*** Text block Section Begins ***

Success With Fibromyalgia

There may be new – but ancient – good news for individuals suffering from a mysterious and often extremely painful condition that, according to the National Institutes of Health, affects an estimated 5 million Americans ages 18 and older with most diagnosed during middle age.

Fibromyalgia overwhelmingly affects women between ages of 20 and 60 and it is not unusual for patients to consult as many as ten physicians over a five year period before being properly diagnosed and receiving appropriate treatments.

There is no known cure for fibromyalgia, a frequently disabling condition characterized by chronic, widespread musculoskeletal pain and symptoms such as fatigue, joint stiffness and sleep disturbance; available treatments are only partially effective. However, there are some indicators that acupuncture may affect the brain’s ability to regulate fibromyalgia pain and may provide some relief.

Because fibromyalgia is so destructive of both the individual patient and his or her family, it’s important to explore every possible avenue, including safe non-traditional or alternative approaches,” notes Miami-based counselor, Francis J. Flynn, Psy. D., CAP. “And it is critical for fibromyalgia patients to be as up-to-date as possible regarding new research developments and to be as proactive as possible in planning their treatment,” said Flynn, president of the Brain Training Centers of Florida.

New research, including a report from researchers at Louisiana State University and appearing in The Journal of Pain (June 2209) indicating that reductions in gray matter in parts of the brain and resulting from alterations in levels of the neurotransmitter dopamine may explain some of the abnormal brain morphology associated with fibromyalgia.

In addition, LSU researchers reported in the February 2009 issue of The Journal of Pain that widespread body pain may be associated with specific brain metabolite abnormalities in the hippocampal region of the brain. Because the hippocampus is especially sensitive to the effects of stress, fibromyalgia is considered a stress-related disorder. Brain imaging studies have indicated that there are central nervous system disturbances that occur in response to pain stimulation. It appears that exposure to chronic stress produces increased hippocampal excitability that may play a role in the exaggerated sense of pain experienced by fibromyalgia patients. As a result, brain metabolite abnormalities in pre-menopausal women can disrupt the hippocampus region and inhibit brain activity required for modulating stress responses.

*** Text block Section Ends ***
*** Excerpted data Section Begins ***

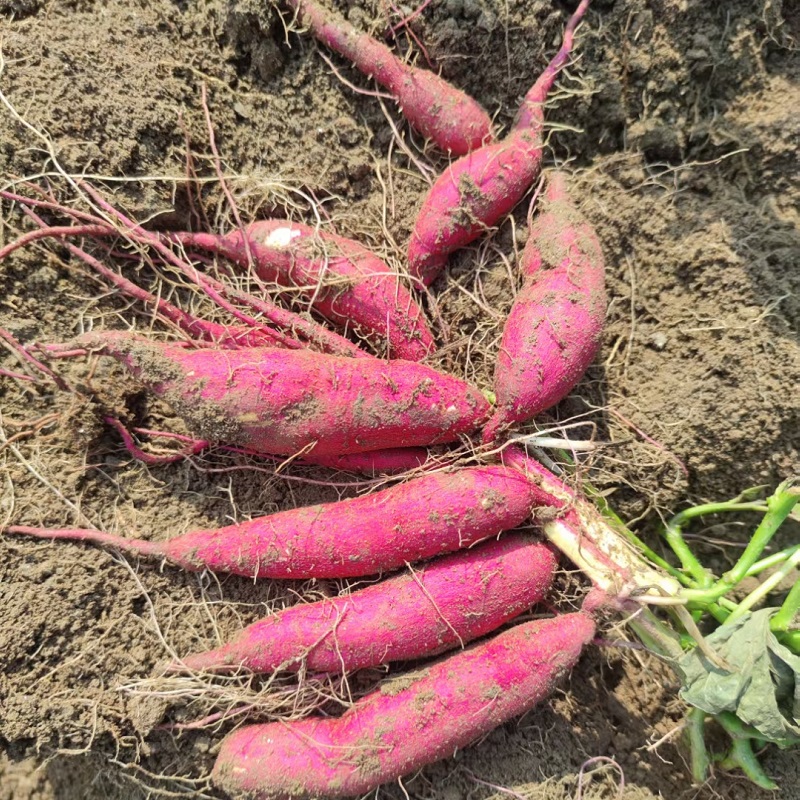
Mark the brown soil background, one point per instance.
(681, 128)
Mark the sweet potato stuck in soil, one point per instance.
(439, 111)
(421, 612)
(553, 330)
(408, 722)
(286, 402)
(477, 191)
(343, 280)
(425, 517)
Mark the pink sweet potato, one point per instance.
(439, 111)
(425, 517)
(285, 402)
(344, 281)
(440, 605)
(409, 722)
(553, 329)
(477, 191)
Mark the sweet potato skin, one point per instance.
(412, 721)
(554, 328)
(344, 281)
(415, 614)
(434, 107)
(472, 194)
(425, 517)
(284, 402)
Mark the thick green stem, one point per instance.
(765, 588)
(673, 533)
(779, 505)
(787, 615)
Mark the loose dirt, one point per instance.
(680, 123)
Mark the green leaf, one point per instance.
(762, 686)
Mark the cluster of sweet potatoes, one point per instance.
(287, 388)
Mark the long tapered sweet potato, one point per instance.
(286, 402)
(419, 519)
(475, 192)
(407, 723)
(439, 111)
(417, 613)
(343, 280)
(553, 329)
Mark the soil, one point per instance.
(680, 123)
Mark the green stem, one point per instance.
(741, 754)
(765, 588)
(787, 613)
(772, 561)
(695, 728)
(780, 505)
(674, 535)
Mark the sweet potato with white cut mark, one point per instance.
(477, 191)
(434, 107)
(344, 281)
(415, 614)
(553, 330)
(425, 517)
(287, 402)
(409, 722)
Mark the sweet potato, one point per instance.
(285, 402)
(439, 111)
(409, 722)
(418, 613)
(553, 329)
(475, 192)
(344, 281)
(425, 517)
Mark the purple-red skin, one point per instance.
(362, 294)
(553, 330)
(407, 723)
(291, 402)
(453, 120)
(438, 606)
(422, 518)
(477, 191)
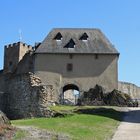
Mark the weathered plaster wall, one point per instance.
(25, 97)
(87, 70)
(131, 89)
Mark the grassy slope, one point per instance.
(89, 126)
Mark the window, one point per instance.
(10, 63)
(96, 56)
(70, 44)
(71, 56)
(58, 37)
(69, 67)
(84, 37)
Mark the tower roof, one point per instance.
(85, 41)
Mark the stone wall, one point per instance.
(131, 89)
(26, 97)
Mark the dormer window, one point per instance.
(58, 37)
(84, 37)
(70, 44)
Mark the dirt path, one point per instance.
(37, 134)
(129, 128)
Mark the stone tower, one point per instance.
(13, 54)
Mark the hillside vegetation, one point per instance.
(78, 123)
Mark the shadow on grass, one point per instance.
(106, 112)
(132, 116)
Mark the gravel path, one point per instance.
(129, 129)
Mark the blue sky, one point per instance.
(118, 19)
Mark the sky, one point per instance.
(119, 20)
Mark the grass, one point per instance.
(19, 134)
(85, 123)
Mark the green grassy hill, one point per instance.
(79, 123)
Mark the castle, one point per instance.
(76, 59)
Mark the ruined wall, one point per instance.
(25, 97)
(131, 89)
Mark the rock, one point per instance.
(98, 96)
(3, 119)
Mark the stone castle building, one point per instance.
(76, 59)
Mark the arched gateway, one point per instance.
(70, 94)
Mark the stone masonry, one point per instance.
(25, 97)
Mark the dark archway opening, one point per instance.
(70, 94)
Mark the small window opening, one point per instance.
(70, 44)
(71, 56)
(84, 37)
(58, 37)
(69, 67)
(96, 56)
(10, 63)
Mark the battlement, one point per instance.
(9, 46)
(13, 54)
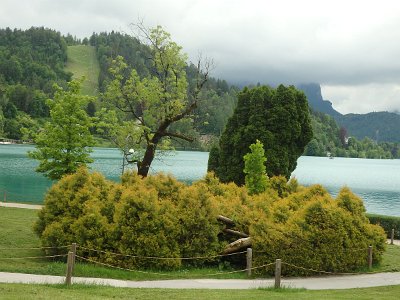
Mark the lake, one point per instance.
(377, 182)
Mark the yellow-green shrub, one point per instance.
(314, 231)
(158, 216)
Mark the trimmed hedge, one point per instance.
(158, 216)
(387, 223)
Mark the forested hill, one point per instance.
(378, 126)
(31, 61)
(218, 98)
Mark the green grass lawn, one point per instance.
(82, 61)
(16, 232)
(25, 291)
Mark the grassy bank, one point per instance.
(16, 233)
(24, 291)
(82, 61)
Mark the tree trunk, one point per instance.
(235, 232)
(226, 220)
(144, 165)
(237, 245)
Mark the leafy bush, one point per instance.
(158, 216)
(387, 223)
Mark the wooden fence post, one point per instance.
(73, 250)
(70, 267)
(249, 259)
(392, 237)
(278, 269)
(369, 257)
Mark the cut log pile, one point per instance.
(244, 240)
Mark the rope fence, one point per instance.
(161, 258)
(74, 248)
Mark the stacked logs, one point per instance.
(244, 240)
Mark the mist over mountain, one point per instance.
(378, 126)
(316, 101)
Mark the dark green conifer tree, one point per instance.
(279, 118)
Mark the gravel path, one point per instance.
(311, 283)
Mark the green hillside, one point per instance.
(82, 61)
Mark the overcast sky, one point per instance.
(350, 47)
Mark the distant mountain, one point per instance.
(379, 126)
(315, 100)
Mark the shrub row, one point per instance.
(159, 216)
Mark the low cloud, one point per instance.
(350, 47)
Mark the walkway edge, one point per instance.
(311, 283)
(20, 205)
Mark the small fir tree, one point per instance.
(256, 179)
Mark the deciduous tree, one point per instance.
(64, 144)
(154, 102)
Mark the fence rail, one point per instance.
(74, 248)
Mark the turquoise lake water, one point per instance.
(377, 182)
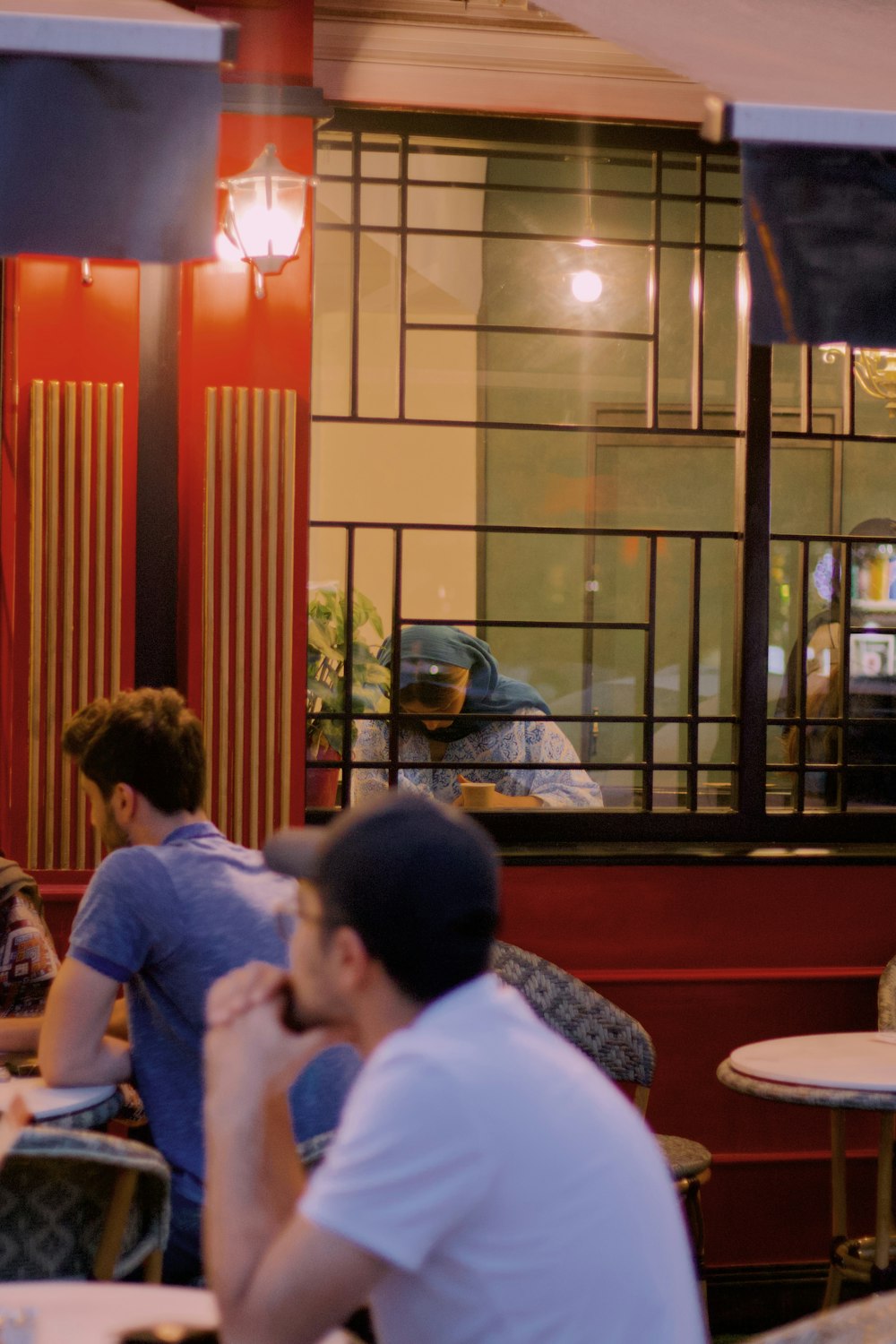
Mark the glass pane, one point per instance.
(538, 284)
(379, 325)
(802, 478)
(680, 175)
(438, 163)
(723, 177)
(444, 279)
(333, 202)
(786, 387)
(678, 292)
(381, 204)
(720, 336)
(446, 207)
(333, 155)
(381, 156)
(332, 344)
(723, 225)
(680, 222)
(715, 790)
(521, 378)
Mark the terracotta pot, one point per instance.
(322, 785)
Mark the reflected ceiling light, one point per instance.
(586, 284)
(265, 214)
(874, 371)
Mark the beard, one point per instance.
(297, 1016)
(112, 835)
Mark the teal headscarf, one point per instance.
(487, 691)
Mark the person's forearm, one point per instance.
(109, 1062)
(253, 1180)
(522, 800)
(118, 1021)
(19, 1034)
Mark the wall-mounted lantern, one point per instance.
(265, 214)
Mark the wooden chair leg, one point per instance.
(837, 1203)
(116, 1223)
(152, 1268)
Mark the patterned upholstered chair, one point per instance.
(871, 1322)
(78, 1204)
(887, 997)
(618, 1045)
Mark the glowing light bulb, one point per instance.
(228, 250)
(587, 287)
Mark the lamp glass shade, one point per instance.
(265, 212)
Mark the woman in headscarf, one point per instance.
(452, 685)
(871, 741)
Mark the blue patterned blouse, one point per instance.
(519, 747)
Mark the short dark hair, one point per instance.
(417, 881)
(147, 738)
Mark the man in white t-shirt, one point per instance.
(487, 1185)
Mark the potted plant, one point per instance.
(327, 650)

*** Excerpted data Section Ends ***

# [Set of tasks]
A. Answer these questions about the fibromyalgia article:
(i) According to the National Institutes of Health, how many Americans ages 18 and older are affected by fibromyalgia?
(ii) What organization is Francis J. Flynn president of?
(iii) In which issue of The Journal of Pain did LSU researchers report brain metabolite abnormalities in the hippocampal region?
B. Please write the next part of the fibromyalgia article, picking up after its final sentence.

# [Activity answers]
A.
(i) An estimated 5 million
(ii) The Brain Training Centers of Florida
(iii) The February 2009 issue

B.
While research continues to provide increasing insight into the origins of this chronic pain syndrome, a University of Michigan study may provide new evidence that traditional Chinese acupuncture affects the brain’s long-term ability to regulate pain. Writing in the September 2009 edition of the Journal of NeuroImage, researchers at the University of Michigan Chronic Pain and Fatigue Research Center showed acupuncture increased the binding availability of mu-opioid receptors (MOR) in regions of the brain that process and dampen down pain signals – the cingulate, insula, caudate, thalamus, and amygdala.

It is believed that opioid painkillers – morphine, codeine, oxycodone and other medications – work by binding to these receptors in the brain and spinal cord and the increased binding availability of these receptors is associated with reductions in pain. As a result, patients with chronic pain – as in the case of fibromyalgia – treated with acupuncture may be more responsive to opioid medications because the receptors seem to have more binding availability.

However, it should noted that a January 2009 report on the British Medical Journal website indicated that the pain relieving effects of acupuncture compared with a placebo are small and seem to lack clinical relevance. Researchers at the Nordic Cochrance Centre in Copenhagen analyzed evidence from thirteen pain trials – over 3,000 patients – and compared the results for real acupuncture, “pretend” acupuncture or no acupuncture – for a wide range of conditions including knee osteoarthritis, migraine headaches, low back pain, and post-operative pain. While real acupuncture afforded a small analgesic effect when compared to placebo acupuncture – a reduction in pain levels of about 4mm on a 100mm pain scoring scale – the effects were not of clearly clinical significance. The researchers reported that their findings question both the traditional foundation of acupuncture and the prevailing theory that acupuncture has an important effect on pain in general.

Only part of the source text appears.